— begin —

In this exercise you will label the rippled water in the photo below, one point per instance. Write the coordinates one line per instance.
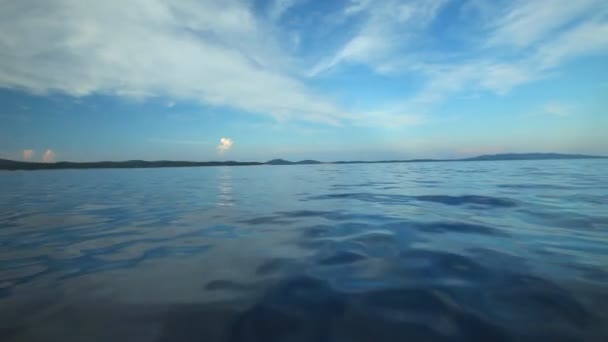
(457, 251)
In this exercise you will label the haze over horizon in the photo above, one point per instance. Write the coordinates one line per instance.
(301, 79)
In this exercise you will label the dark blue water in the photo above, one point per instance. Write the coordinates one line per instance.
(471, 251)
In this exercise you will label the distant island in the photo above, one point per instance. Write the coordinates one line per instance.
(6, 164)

— end —
— begin —

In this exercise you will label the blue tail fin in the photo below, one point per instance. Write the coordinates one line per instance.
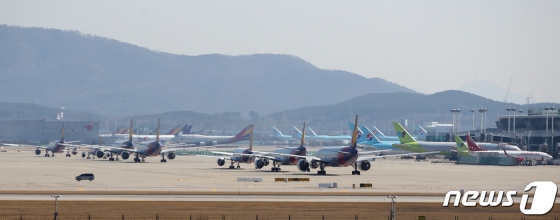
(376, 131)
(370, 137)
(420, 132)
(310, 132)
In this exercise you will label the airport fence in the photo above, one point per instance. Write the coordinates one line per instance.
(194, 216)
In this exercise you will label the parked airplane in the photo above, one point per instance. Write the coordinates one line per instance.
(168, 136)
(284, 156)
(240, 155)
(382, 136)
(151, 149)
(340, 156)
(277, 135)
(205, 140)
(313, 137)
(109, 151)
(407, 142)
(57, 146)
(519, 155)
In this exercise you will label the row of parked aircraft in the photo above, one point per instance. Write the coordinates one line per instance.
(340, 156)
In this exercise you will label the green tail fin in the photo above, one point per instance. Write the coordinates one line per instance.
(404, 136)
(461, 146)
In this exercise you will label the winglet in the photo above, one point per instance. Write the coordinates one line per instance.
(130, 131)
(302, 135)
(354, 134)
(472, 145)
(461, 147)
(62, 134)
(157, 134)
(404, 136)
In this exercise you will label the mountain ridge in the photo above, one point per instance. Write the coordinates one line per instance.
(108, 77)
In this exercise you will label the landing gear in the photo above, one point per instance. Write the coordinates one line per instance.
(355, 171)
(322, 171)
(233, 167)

— end —

- [THE TASK]: Which lines of the items above contain the string "parked"? Show each of them in full, and treat uppercase and lowercase as different.

- [EXPECTED ANSWER]:
In this exercise you will label the parked airplane in the photo above, one point per instance. Write the coordinates one line per instance.
In this exercise you will label the row of parked aircraft in the photo above, one point per instance. Write the coordinates one line per instance.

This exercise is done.